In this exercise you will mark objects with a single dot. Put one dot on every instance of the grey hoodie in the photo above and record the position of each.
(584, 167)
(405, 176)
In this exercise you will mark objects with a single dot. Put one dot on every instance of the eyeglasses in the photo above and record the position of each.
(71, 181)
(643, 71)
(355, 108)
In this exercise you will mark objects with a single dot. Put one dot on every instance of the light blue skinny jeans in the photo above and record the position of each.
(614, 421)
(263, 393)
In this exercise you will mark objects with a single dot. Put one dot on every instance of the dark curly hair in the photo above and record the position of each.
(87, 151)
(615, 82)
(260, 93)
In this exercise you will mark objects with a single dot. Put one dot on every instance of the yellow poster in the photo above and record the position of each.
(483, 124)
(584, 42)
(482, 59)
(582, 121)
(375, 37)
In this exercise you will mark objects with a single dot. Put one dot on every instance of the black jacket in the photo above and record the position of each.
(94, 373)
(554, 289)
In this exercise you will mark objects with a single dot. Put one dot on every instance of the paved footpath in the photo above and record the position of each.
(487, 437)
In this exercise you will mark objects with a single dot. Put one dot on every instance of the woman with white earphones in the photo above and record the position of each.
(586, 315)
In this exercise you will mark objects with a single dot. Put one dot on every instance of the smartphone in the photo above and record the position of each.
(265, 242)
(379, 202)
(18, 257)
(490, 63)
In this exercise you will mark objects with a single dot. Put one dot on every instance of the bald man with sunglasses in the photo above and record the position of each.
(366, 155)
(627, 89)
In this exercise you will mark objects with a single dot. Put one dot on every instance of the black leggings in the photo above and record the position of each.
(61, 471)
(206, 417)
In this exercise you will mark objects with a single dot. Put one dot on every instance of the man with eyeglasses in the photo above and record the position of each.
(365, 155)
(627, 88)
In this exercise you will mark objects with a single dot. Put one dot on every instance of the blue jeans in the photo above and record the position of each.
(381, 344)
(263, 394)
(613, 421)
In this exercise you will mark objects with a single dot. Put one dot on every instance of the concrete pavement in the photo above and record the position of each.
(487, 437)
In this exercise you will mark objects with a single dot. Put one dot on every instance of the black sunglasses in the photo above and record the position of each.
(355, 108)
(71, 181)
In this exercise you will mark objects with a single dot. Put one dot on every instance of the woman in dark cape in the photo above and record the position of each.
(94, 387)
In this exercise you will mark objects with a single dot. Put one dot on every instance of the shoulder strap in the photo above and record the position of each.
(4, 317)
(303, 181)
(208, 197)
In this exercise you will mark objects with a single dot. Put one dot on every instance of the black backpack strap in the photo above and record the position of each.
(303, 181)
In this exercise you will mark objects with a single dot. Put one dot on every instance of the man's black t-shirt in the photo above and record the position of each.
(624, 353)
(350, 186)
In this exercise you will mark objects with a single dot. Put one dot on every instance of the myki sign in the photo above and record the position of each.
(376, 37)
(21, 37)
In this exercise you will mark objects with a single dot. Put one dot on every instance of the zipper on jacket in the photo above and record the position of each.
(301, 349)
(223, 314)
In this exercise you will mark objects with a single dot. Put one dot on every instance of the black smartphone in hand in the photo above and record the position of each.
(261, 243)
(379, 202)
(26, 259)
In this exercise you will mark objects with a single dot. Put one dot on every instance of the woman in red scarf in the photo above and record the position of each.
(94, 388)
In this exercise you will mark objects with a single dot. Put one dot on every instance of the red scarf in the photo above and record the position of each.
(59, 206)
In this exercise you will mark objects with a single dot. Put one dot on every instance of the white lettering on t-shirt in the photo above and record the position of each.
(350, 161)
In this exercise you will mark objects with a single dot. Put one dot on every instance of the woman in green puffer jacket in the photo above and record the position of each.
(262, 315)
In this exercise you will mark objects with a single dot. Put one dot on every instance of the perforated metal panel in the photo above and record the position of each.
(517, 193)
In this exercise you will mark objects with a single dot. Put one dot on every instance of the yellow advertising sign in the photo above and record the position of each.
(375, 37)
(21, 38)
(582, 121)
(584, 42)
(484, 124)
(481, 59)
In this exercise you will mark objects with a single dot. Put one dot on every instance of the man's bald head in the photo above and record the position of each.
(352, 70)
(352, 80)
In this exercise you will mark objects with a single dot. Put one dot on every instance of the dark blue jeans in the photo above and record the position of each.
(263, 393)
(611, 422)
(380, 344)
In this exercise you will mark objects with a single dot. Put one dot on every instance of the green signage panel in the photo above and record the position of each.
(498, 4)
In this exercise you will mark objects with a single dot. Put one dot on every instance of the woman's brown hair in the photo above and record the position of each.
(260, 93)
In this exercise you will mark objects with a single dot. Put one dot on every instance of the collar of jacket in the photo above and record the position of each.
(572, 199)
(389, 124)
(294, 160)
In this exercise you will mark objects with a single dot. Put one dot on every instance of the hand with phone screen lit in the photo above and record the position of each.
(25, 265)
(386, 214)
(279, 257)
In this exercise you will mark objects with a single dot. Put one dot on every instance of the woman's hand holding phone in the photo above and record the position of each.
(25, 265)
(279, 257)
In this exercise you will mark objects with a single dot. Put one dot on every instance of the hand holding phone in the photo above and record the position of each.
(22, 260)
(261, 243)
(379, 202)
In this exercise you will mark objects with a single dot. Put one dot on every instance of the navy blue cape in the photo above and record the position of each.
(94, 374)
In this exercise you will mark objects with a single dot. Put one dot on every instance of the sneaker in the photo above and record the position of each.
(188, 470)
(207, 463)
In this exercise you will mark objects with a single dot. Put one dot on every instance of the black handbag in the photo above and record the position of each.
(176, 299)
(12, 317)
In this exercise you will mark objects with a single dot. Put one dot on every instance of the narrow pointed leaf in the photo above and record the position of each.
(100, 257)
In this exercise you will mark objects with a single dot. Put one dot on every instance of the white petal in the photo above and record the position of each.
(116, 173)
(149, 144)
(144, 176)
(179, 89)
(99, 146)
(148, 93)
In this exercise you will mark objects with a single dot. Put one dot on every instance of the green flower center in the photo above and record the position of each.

*DESCRIPTION OF THE TASK*. Recopy all the lines exactly as they appear.

*EXERCISE OUTPUT*.
In this exercise you will mark objects with a single dot. Put one dot on every instance of the grey hoodie in the photo above and record the position of each.
(584, 167)
(405, 176)
In this exercise you will mark objects with a single dot. Put one dot on every instance of the eyeglasses in the photo above and record the position of each.
(71, 181)
(643, 71)
(355, 108)
In this exercise you will mark objects with a single dot. Put one dot on every instance of the light blue skinny jeans in the photo above and record the position of each.
(614, 421)
(263, 393)
In this exercise you will mark objects with a single dot. Put one dot on every instance of the dark curly hair in the photo above and record the position of each.
(87, 151)
(615, 82)
(260, 93)
In this exercise you will mark objects with a single dot. Put one dot on every instance of the yellow poster in the photo above and record the position of each.
(483, 124)
(584, 42)
(482, 59)
(582, 121)
(375, 37)
In this exercise you will mark objects with a single dot. Put one dot on every instance of the black jacket in the photo above and record the position of each.
(94, 373)
(554, 289)
In this exercise you will mark objects with a single dot. Put one dot on every instance of the paved footpath in the photo above and record the position of each.
(487, 437)
In this exercise you will mark objects with a single dot. Put one dot on every instance of the woman with white earphones in the photo above and record the position of each.
(586, 315)
In this exercise you will mark objects with a single dot. Put one dot on every instance of the smartphone in the photo above and record the position of each.
(265, 242)
(379, 202)
(18, 257)
(490, 63)
In this exercise you will mark objects with a single dot. Put one dot on every instance of the bald man with sunglasses in the photo above and record the position of each.
(366, 155)
(627, 89)
In this exercise you will mark objects with a single dot. Put one dot on every instance of the black leggings in the photo above and record the position of each.
(61, 471)
(206, 417)
In this exercise you will mark objects with a single dot. Put one dot on every instance of the man with eyeglasses in the photo above and record the position of each.
(365, 155)
(627, 88)
In this exercise you will mark objects with a single dot. Put one dot on every instance of the blue jeans in the photo above and record the position of each.
(381, 344)
(263, 394)
(613, 421)
In this exercise you will mark objects with a single dot. Put one dot on every instance of the concrete pavement in the photo above and record the position of each.
(487, 437)
In this exercise you will mark objects with a single dot. Put one dot on every instance of the black sunglasses in the photo above and record the position of each.
(355, 108)
(71, 181)
In this exercise you will mark objects with a single dot. Put one dot on every instance of the woman in dark cape in the photo above and record the position of each.
(94, 387)
In this exercise you will mark objects with a single dot. Put one dot on every instance of the shoulder strap in the photo above and record the position of each.
(4, 317)
(303, 181)
(208, 197)
In this exercise you will mark objects with a single dot. Put one dot on every instance of the black backpack strap in the photo above and record the position of each.
(303, 181)
In this exercise you will mark objects with a single dot. Put one dot on every instance of the man's black t-shirt in the photo above and record the position of each.
(624, 353)
(350, 186)
In this exercise you will mark objects with a single dot. Put one dot on every instance of the myki sign in the photo above and record the position of each.
(376, 37)
(21, 37)
In this exercise you will mark objects with a single dot. Put one dot on every instance of the zipper on jacket in the photo above and record the position of each.
(301, 349)
(223, 314)
In this exercise you will mark objects with a single dot. Put one dot on every instance of the black smartphone in hand in the photo above and record the position of each.
(261, 243)
(379, 202)
(26, 259)
In this exercise you will mark objects with a single dot. Put one dot on every instance of the woman in red scarf in the photo above and record the position of each.
(94, 388)
In this exercise you will mark objects with a single dot. Put one dot on every instance of the red scarf in the photo above and record the position of each.
(59, 206)
In this exercise you will mark objects with a single dot. Put one dot on every instance of the white lettering on t-shirt in the photo above and record the position of each.
(350, 161)
In this exercise you will mark objects with a single dot. Put one dot on every instance of the woman in green puffer jacket in the photo above and record the position of each.
(262, 315)
In this exercise you will mark objects with a single dot. Put one dot on every instance of the perforated metal panel in the photo above and record the position of each.
(517, 193)
In this exercise you will mark objects with a single dot. Put one dot on every instance of the yellow advertising sign in the photo above and record the position of each.
(375, 37)
(21, 38)
(582, 121)
(584, 42)
(484, 124)
(481, 59)
In this exercise you will mark objects with a single dot. Put one dot on every instance of the man's bald head in the photo above and record the position of each.
(352, 70)
(352, 80)
In this exercise you will mark objects with a single dot. Put one dot on every instance of the dark blue jeans in the photo above and record the position of each.
(263, 393)
(611, 422)
(380, 344)
In this exercise you will mark objects with a single dot. Put one dot on every instance of the green signage panel in the photo above and record the position of each.
(498, 4)
In this exercise you will mark objects with a single dot. Put one dot on every instance of the woman's brown hair in the photo above and record the position of each.
(260, 93)
In this exercise you will mark objects with a single dot. Put one dot on every instance of the collar of jacket in the photo above and record the position of each.
(572, 199)
(389, 124)
(294, 160)
In this exercise you will mark objects with a single dot. Put one dot on every instance of the hand with phone screen lit in the photo above and record the position of each.
(25, 265)
(386, 214)
(279, 257)
In this exercise you will mark objects with a single dot. Put one dot on every instance of the woman's hand holding phone in the photo above and record the position of each.
(25, 265)
(279, 257)
In this exercise you will mark objects with a single dot. Put one dot on every instance of the hand holding phone in the photo above and record the position of each.
(22, 260)
(261, 243)
(379, 202)
In this exercise you will mark objects with a single dot. Put one dot on every instance of the navy blue cape in the photo above and record the position of each.
(94, 374)
In this exercise you will mark objects with a single dot. Put one dot on every instance of the sneaker in the photo above and record the position of each.
(188, 470)
(207, 463)
In this exercise you will mark objects with a single dot. Put one dot on every instance of the black handbag in the photo above and record the position of each.
(176, 299)
(12, 317)
In this exercise you will mark objects with a single dot. Put one dot on every instance of the narrow pointed leaf in the photo above and record the position of each.
(100, 257)
In this exercise you will mark objects with a single dot. Put one dot on every instance of the white petal in the photo above and record the position of each.
(116, 173)
(149, 144)
(144, 176)
(179, 89)
(99, 146)
(148, 93)
In this exercise you will mark objects with a single dot. Put one dot on every instance of the green flower center in the photo above and record the position of each.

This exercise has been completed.